EXERCISE AIM | Return each line of the data below that contains the string "roof", in the order the lines appear.

Photo-based point labeling data |
□ □ □
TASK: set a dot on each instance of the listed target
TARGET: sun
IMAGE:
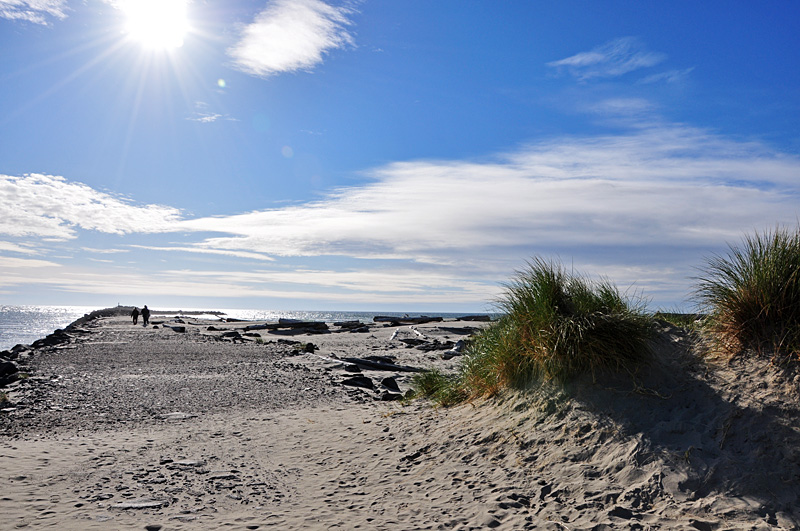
(156, 24)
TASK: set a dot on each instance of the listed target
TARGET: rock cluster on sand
(189, 425)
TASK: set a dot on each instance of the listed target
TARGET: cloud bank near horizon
(35, 11)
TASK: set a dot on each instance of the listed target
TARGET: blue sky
(373, 155)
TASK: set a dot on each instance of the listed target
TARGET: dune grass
(752, 294)
(555, 326)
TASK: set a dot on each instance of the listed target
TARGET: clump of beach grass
(752, 294)
(555, 325)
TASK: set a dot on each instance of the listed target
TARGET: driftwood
(407, 320)
(291, 324)
(381, 365)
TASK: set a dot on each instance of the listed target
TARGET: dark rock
(413, 342)
(363, 382)
(7, 368)
(622, 512)
(8, 380)
(483, 318)
(386, 396)
(142, 503)
(436, 345)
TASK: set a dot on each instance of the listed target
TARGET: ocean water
(26, 324)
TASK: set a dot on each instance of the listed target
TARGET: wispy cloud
(670, 76)
(621, 107)
(48, 206)
(291, 35)
(35, 11)
(612, 59)
(198, 249)
(24, 263)
(670, 184)
(14, 248)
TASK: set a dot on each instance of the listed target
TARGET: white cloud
(291, 35)
(24, 263)
(673, 185)
(612, 59)
(627, 107)
(48, 206)
(203, 250)
(204, 117)
(670, 76)
(14, 248)
(36, 11)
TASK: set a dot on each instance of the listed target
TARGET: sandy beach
(188, 424)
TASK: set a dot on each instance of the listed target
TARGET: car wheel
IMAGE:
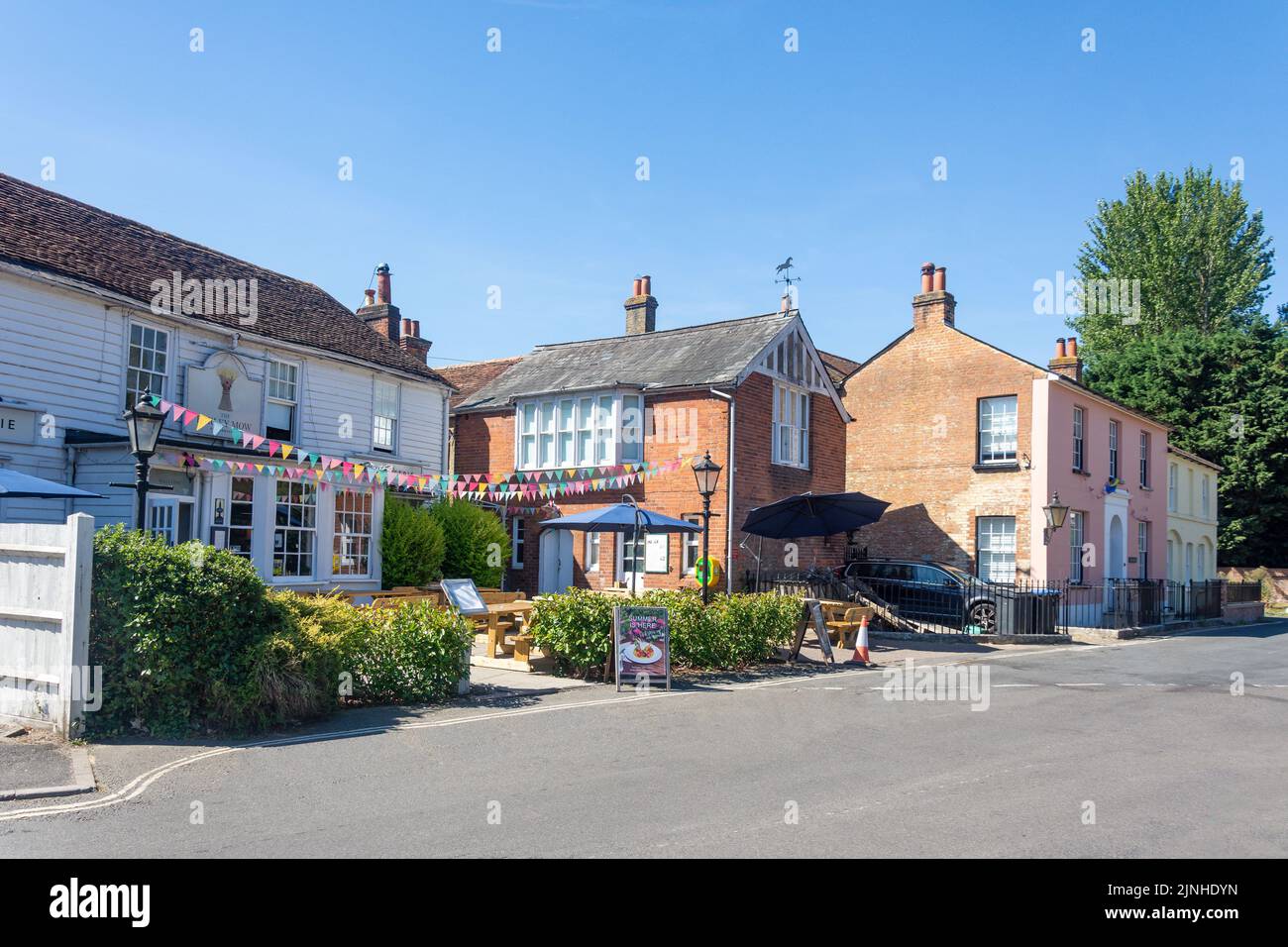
(984, 615)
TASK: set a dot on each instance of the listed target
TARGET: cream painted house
(1190, 517)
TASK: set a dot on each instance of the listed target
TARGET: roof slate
(707, 355)
(50, 232)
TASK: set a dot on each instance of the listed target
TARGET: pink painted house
(1108, 464)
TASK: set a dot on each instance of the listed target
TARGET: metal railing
(1016, 608)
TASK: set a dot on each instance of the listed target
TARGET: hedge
(191, 641)
(732, 631)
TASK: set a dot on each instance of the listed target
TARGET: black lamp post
(707, 474)
(145, 423)
(1055, 514)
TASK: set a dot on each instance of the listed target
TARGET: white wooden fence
(46, 573)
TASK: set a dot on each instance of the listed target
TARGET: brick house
(969, 442)
(754, 389)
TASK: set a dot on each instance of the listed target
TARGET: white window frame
(1077, 536)
(269, 398)
(1142, 549)
(1003, 428)
(986, 552)
(233, 527)
(1080, 444)
(791, 423)
(384, 415)
(310, 531)
(1115, 470)
(1145, 444)
(339, 538)
(518, 538)
(599, 428)
(691, 549)
(132, 393)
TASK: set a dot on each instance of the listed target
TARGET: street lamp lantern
(707, 474)
(1055, 513)
(145, 423)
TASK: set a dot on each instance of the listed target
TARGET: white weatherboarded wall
(46, 573)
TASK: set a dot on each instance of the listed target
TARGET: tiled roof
(46, 231)
(838, 368)
(707, 355)
(471, 376)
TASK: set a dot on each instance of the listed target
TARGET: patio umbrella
(14, 483)
(622, 517)
(811, 514)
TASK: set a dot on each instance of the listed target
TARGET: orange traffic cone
(861, 646)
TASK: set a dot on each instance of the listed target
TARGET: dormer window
(580, 431)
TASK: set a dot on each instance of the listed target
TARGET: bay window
(295, 528)
(580, 431)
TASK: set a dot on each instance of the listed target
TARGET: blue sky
(518, 169)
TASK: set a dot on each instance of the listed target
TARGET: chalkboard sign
(463, 594)
(642, 646)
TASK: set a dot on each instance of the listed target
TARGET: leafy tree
(1197, 350)
(411, 545)
(478, 547)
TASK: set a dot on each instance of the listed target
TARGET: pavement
(1157, 746)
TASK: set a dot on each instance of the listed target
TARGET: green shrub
(576, 628)
(175, 630)
(413, 652)
(477, 545)
(730, 631)
(411, 545)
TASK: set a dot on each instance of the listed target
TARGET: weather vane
(786, 269)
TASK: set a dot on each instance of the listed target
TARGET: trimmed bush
(411, 545)
(732, 631)
(191, 641)
(477, 544)
(415, 652)
(175, 630)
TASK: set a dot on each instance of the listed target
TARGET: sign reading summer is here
(642, 646)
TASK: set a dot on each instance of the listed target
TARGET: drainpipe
(729, 463)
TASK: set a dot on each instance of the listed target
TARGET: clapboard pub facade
(969, 444)
(95, 309)
(754, 392)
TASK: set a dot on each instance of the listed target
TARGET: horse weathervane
(786, 269)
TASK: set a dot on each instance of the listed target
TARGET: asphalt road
(1146, 732)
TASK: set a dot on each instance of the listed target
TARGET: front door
(554, 570)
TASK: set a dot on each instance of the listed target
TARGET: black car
(930, 592)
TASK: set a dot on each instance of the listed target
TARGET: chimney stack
(1067, 361)
(411, 342)
(381, 315)
(934, 305)
(642, 308)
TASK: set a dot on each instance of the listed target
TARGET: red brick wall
(683, 425)
(913, 442)
(759, 480)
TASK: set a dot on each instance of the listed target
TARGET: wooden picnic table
(505, 616)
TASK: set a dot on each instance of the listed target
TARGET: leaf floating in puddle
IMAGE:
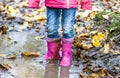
(106, 48)
(5, 66)
(3, 29)
(11, 56)
(2, 55)
(36, 54)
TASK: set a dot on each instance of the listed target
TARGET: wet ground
(23, 36)
(30, 67)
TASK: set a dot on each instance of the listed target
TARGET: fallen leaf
(5, 66)
(105, 16)
(115, 52)
(85, 35)
(96, 43)
(2, 55)
(95, 75)
(11, 56)
(106, 48)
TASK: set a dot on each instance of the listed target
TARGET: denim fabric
(53, 18)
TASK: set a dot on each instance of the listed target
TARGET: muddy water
(30, 67)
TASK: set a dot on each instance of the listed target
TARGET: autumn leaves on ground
(97, 34)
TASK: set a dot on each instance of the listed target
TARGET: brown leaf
(106, 48)
(5, 66)
(11, 56)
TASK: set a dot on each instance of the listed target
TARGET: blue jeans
(52, 25)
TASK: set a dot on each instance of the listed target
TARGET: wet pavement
(30, 67)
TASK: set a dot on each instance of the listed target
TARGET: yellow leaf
(2, 55)
(11, 56)
(96, 43)
(11, 9)
(103, 72)
(31, 54)
(85, 35)
(115, 52)
(87, 46)
(41, 18)
(93, 32)
(5, 66)
(101, 36)
(105, 16)
(106, 48)
(95, 75)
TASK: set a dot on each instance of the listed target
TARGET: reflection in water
(64, 72)
(52, 70)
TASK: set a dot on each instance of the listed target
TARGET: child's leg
(53, 39)
(68, 17)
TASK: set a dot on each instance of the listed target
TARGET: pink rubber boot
(33, 3)
(53, 48)
(66, 52)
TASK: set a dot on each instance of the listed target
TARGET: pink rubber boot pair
(54, 47)
(66, 52)
(33, 3)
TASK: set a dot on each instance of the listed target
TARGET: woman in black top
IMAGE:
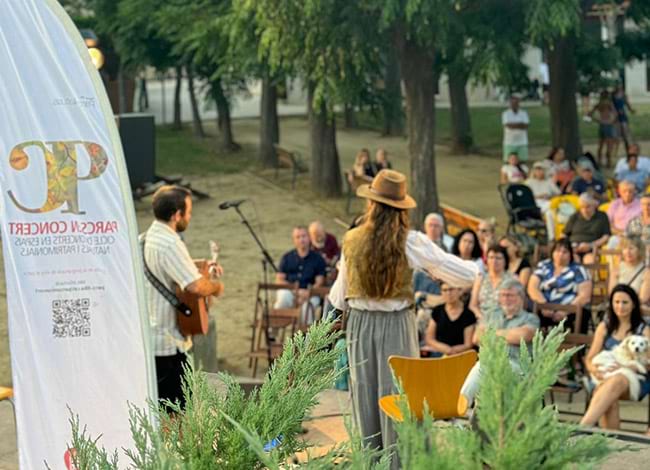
(451, 326)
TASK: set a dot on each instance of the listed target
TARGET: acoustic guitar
(197, 323)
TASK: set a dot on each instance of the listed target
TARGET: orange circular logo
(18, 159)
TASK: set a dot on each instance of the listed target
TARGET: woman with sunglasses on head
(451, 326)
(623, 319)
(485, 300)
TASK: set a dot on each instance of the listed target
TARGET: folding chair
(436, 381)
(281, 320)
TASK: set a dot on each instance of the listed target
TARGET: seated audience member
(325, 244)
(640, 224)
(543, 189)
(301, 266)
(623, 318)
(560, 170)
(451, 325)
(587, 182)
(434, 228)
(381, 161)
(512, 323)
(631, 270)
(633, 173)
(467, 247)
(623, 209)
(643, 163)
(513, 171)
(485, 298)
(559, 280)
(486, 235)
(587, 229)
(363, 167)
(518, 264)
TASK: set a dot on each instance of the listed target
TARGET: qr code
(70, 318)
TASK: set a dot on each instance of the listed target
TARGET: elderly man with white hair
(623, 209)
(434, 228)
(512, 323)
(588, 228)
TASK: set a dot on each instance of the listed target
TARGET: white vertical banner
(77, 317)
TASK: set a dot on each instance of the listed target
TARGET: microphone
(228, 204)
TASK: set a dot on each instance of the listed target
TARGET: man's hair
(514, 284)
(588, 199)
(168, 200)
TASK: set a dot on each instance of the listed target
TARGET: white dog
(629, 358)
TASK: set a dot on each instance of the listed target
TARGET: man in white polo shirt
(515, 130)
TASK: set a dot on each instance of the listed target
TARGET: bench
(291, 160)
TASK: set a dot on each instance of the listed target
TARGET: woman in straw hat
(374, 281)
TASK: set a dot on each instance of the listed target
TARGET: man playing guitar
(167, 258)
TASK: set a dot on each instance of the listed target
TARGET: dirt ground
(468, 183)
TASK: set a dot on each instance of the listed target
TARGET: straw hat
(388, 187)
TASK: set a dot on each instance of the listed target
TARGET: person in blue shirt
(586, 182)
(301, 267)
(633, 173)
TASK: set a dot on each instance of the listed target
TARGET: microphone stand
(266, 262)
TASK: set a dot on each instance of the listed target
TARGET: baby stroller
(525, 220)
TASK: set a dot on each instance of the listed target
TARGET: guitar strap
(162, 288)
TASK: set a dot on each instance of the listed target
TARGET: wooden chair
(436, 381)
(291, 160)
(599, 273)
(282, 320)
(352, 182)
(570, 309)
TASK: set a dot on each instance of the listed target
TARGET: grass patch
(488, 132)
(181, 152)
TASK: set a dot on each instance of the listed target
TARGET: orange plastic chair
(554, 206)
(436, 381)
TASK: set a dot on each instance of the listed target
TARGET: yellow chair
(554, 206)
(436, 381)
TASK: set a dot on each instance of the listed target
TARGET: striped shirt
(563, 288)
(168, 259)
(421, 254)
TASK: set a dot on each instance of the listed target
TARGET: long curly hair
(384, 249)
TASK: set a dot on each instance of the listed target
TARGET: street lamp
(91, 41)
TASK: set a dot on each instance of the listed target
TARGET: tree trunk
(269, 130)
(224, 124)
(196, 116)
(325, 166)
(177, 124)
(417, 65)
(462, 141)
(350, 117)
(563, 87)
(393, 113)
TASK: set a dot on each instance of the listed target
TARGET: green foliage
(214, 429)
(519, 431)
(333, 45)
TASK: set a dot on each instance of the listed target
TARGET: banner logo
(61, 169)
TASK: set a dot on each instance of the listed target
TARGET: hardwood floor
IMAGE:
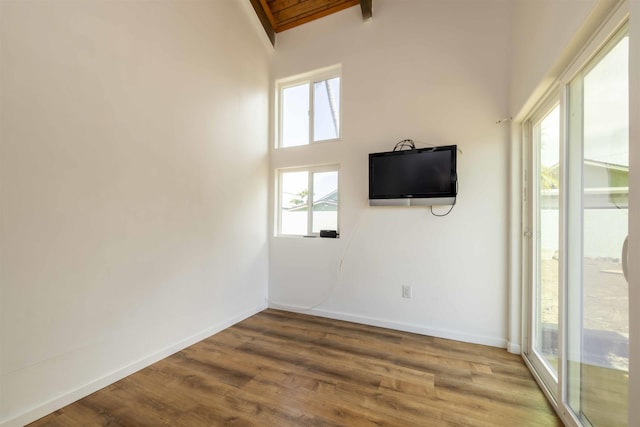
(285, 369)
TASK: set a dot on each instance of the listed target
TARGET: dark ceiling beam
(266, 19)
(367, 8)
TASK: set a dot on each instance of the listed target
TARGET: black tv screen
(417, 173)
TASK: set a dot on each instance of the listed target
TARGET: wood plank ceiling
(280, 15)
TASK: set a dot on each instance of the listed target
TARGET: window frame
(311, 170)
(310, 78)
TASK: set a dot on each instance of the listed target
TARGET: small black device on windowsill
(332, 234)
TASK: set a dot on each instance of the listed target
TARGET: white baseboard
(71, 396)
(400, 326)
(514, 348)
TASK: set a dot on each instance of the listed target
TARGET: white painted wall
(436, 72)
(634, 205)
(542, 31)
(133, 188)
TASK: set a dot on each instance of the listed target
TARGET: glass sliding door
(597, 226)
(576, 221)
(542, 350)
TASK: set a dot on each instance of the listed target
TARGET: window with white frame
(307, 200)
(309, 108)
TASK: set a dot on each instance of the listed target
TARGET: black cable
(405, 143)
(451, 208)
(445, 214)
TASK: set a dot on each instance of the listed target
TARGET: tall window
(309, 108)
(308, 201)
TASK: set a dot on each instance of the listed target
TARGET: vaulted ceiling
(281, 15)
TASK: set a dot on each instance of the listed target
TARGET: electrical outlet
(406, 291)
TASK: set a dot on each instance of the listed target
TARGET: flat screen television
(424, 176)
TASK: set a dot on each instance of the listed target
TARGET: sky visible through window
(296, 111)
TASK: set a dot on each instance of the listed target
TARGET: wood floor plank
(288, 369)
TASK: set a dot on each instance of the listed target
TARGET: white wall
(133, 188)
(542, 32)
(436, 72)
(634, 205)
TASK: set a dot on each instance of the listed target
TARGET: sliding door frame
(523, 131)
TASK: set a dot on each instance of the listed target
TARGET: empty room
(319, 212)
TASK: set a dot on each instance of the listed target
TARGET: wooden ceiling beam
(306, 11)
(266, 18)
(367, 8)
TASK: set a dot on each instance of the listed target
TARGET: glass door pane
(546, 141)
(598, 301)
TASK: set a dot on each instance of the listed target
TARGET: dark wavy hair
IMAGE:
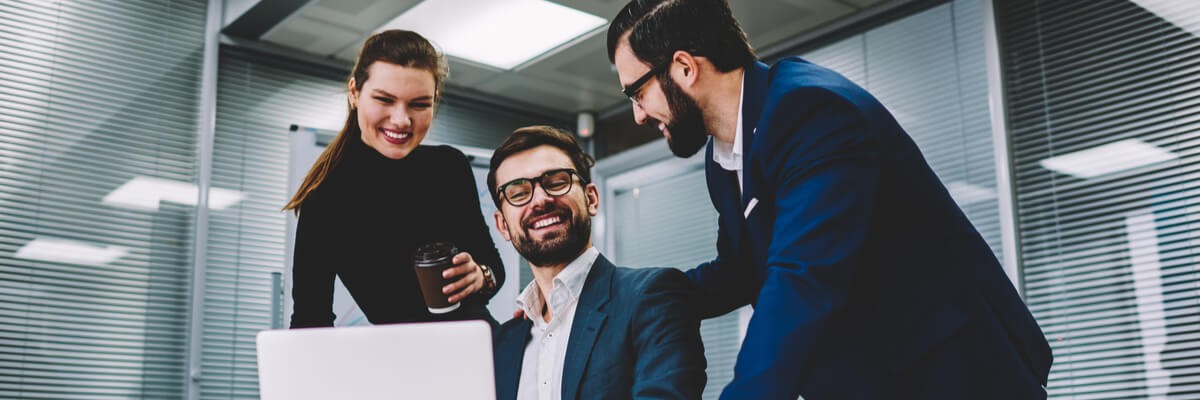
□ □ □
EXERCISE ANSWER |
TARGET: roof slate
TARGET: tiled roof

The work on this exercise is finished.